• WORK TO BE COMPLETED
Copy each of the following entries word for word, keeping every line in its original order.

--- Start of GIVEN DATA ---

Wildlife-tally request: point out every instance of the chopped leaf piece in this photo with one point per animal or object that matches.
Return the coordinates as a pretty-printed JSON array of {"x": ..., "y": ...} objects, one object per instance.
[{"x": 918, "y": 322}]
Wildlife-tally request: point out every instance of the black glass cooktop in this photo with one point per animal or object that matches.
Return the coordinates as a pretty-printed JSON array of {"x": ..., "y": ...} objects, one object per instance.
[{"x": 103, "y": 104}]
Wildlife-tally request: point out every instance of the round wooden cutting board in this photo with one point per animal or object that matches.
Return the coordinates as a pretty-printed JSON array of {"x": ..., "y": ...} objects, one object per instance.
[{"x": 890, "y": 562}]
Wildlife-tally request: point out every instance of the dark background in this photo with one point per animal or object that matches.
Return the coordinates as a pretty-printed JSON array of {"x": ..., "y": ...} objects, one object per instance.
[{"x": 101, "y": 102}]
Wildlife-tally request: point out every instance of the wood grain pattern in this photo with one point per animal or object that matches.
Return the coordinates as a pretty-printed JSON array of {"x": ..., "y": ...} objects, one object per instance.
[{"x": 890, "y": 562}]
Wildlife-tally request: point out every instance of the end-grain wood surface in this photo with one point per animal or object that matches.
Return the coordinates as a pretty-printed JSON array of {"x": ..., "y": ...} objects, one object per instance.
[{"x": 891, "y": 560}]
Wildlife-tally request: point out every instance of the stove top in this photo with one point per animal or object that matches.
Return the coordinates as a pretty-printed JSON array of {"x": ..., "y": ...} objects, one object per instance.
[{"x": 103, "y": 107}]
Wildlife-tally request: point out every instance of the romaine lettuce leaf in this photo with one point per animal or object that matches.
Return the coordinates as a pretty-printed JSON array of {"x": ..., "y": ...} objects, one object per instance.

--- End of GIVEN DATA ---

• TASK OUTPUT
Wildlife-tally request: point out every instance of the chopped leaf piece in this photo with one point per animal or object that matches.
Return the coordinates as a pretty-printed JSON array of {"x": ..., "y": ...} objects, one object per instance.
[{"x": 918, "y": 322}]
Wildlife-tally request: point out every instance of the black glass cooktop in this photo with one point per animal or object that matches.
Return the coordinates as a pretty-printed JSON array of {"x": ..., "y": ...} objects, one object per instance.
[{"x": 103, "y": 104}]
Wildlife-tally request: point out every instance of the round wooden cutting board in this photo with one point per animal or object that matches.
Return the coordinates as a pretty-printed JSON array of {"x": ..., "y": ...} objects, one object per instance.
[{"x": 890, "y": 562}]
Wildlife-tally request: point out every instance of the dark background in this photo with one point per animal or object that matches.
Return the coordinates as a pretty-printed JSON array of {"x": ..., "y": ...} objects, one object per instance.
[{"x": 101, "y": 102}]
Wildlife-tally request: point out every instance of the wood grain pattern in this photo with one point per animal or object that matches.
Return the coordinates as a pretty-printed JSON array of {"x": ..., "y": ...} objects, one object per instance.
[{"x": 890, "y": 562}]
Wildlife-tally request: point out every instance of the end-grain wood surface in this photo with one point per animal or object that matches.
Return the coordinates as a pretty-printed JSON array of {"x": ..., "y": ...} objects, one object per instance.
[{"x": 891, "y": 560}]
Wildlife-tally request: point out every instance of the stove top in this photo with one point per animal or object that matches.
Return the coordinates as a pretty-printed JSON array of {"x": ..., "y": ...} objects, one object per instance.
[{"x": 103, "y": 107}]
Wildlife-tally request: point out every instance of the romaine lettuce leaf in this photo with one point per animal or object that matches.
Return the coordinates as a pretty-printed JSON array of {"x": ..., "y": ...} objects, one object per instance.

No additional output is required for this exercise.